━━ SELECTED EXTRACT ━━
6. The inscrutable methods of God’s sovereignty are sometimes adduced to explain away this ominous separation referred to by the prophet. Now and again occasions arise when the Lord does seem to withdraw Himself from HIS people. There are inexplicable factors in God’s dealings with us, but those factors belong chiefly to the sphere of providence rather than to that of grace. More often than not, it is sin which veils God and His goodness from the sad, breaking, woe-begone heart, and we shall not get out of the gloom by closing our eyes to the explanation and assuming that this terrible silence of the Most High, this apparent indisposition to help, at the mere thought of which the heart sickens and faints, is one of the decrees of His unsearchable sovereignty.

7. This separation is often veiled from us by the illusions of the senses and the pomps of this present evil world. It needs much courage and sobriety of mind to realize the perils with which it is fraught. The form assumed by our personal sin may be so secret and subtle that it is easy for us to think that, in our case at least, this is not the malign force which separates from God and makes His presence fleeting as a dream. We have not been guilty perchance of glaring, flagitious, anti-social transgressions which provoke the reproaches of those who watch our behaviour. Yet spiritual sins may cleave to us which work portentous mischief in the religious life. (T. G.Selby.)
━━━
━━ ITEMS ━━
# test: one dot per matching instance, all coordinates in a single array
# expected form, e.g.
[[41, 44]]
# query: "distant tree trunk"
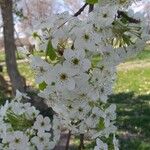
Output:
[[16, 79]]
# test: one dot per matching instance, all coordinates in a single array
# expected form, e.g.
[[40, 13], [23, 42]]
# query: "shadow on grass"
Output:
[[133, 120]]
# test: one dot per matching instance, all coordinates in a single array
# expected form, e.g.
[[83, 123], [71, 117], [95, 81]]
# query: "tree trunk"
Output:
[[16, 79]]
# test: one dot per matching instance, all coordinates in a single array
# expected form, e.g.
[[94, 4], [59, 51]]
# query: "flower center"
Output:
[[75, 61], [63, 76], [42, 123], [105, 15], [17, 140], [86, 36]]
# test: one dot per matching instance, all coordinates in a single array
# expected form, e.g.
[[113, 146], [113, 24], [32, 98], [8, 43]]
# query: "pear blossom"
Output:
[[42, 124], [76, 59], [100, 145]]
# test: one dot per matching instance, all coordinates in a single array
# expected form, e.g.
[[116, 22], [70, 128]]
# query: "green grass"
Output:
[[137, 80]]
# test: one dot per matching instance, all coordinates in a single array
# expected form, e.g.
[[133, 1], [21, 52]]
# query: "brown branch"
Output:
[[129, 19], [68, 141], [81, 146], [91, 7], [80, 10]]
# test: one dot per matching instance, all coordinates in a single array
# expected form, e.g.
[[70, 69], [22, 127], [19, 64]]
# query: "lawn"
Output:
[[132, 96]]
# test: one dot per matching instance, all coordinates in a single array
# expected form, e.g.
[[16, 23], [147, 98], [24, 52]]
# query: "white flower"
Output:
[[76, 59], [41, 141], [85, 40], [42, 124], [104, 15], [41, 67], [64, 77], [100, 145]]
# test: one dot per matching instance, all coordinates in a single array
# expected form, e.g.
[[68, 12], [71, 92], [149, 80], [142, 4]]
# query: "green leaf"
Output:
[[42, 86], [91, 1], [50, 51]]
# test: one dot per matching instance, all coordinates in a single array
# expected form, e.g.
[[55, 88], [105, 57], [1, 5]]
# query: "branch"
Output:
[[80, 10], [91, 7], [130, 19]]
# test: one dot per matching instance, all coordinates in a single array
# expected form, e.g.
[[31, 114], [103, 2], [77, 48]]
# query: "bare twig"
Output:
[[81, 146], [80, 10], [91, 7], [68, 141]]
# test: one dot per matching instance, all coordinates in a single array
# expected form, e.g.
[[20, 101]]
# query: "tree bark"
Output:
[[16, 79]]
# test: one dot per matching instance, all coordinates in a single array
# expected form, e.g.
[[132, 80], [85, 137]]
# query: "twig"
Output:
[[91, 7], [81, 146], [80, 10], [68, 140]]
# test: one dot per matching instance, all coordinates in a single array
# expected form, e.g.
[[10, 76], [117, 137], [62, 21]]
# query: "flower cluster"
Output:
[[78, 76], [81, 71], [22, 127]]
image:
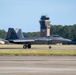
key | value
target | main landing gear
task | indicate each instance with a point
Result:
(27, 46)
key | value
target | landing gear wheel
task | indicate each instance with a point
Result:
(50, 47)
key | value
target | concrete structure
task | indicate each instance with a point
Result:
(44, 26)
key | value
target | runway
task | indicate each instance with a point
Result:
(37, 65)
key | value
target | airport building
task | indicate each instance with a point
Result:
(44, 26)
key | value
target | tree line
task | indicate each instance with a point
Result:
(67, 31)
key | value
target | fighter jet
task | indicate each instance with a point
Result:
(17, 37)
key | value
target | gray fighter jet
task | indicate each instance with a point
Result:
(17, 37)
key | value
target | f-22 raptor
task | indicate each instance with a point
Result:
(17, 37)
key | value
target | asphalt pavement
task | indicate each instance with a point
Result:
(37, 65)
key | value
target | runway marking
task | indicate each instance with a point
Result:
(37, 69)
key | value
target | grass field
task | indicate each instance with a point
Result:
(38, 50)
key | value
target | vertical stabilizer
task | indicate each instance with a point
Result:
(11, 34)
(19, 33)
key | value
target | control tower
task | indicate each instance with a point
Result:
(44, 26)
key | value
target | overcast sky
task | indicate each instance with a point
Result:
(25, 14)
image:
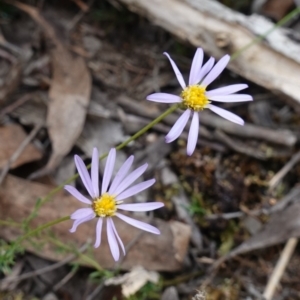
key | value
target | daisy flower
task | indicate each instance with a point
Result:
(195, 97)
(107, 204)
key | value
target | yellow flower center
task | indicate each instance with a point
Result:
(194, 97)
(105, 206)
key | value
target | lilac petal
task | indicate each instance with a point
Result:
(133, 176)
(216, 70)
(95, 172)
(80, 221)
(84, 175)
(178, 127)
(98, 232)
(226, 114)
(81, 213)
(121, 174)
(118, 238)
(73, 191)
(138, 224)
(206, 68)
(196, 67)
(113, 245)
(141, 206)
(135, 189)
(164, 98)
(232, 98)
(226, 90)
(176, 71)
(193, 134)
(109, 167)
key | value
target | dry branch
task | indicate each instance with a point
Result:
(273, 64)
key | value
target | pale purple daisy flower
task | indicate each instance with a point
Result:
━━━
* **INSTRUCTIONS**
• 1. Reproduce the passage on sin and separation from God word for word, beginning at the words "7. This separation" and stopping after the words "life. (T. G.Selby.)".
• 2. Answer the following from the passage on sin and separation from God:
(a) To which sphere, rather than that of grace, do the inexplicable factors in God's dealings chiefly belong?
(b) By what two things is this separation often veiled from us?
(c) What two qualities does it take much of to realize the perils with which the separation is fraught?

* **EXPECTED ANSWERS**
• 1.
7. This separation is often veiled from us by the illusions of the senses and the pomps of this present evil world. It needs much courage and sobriety of mind to realize the perils with which it is fraught. The form assumed by our personal sin may be so secret and subtle that it is easy for us to think that, in our case at least, this is not the malign force which separates from God and makes His presence fleeting as a dream. We have not been guilty perchance of glaring, flagitious, anti-social transgressions which provoke the reproaches of those who watch our behaviour. Yet spiritual sins may cleave to us which work portentous mischief in the religious life. (T. G.Selby.)

• 2.
(a) The sphere of providence.
(b) The illusions of the senses and the pomps of this present evil world.
(c) Courage and sobriety of mind.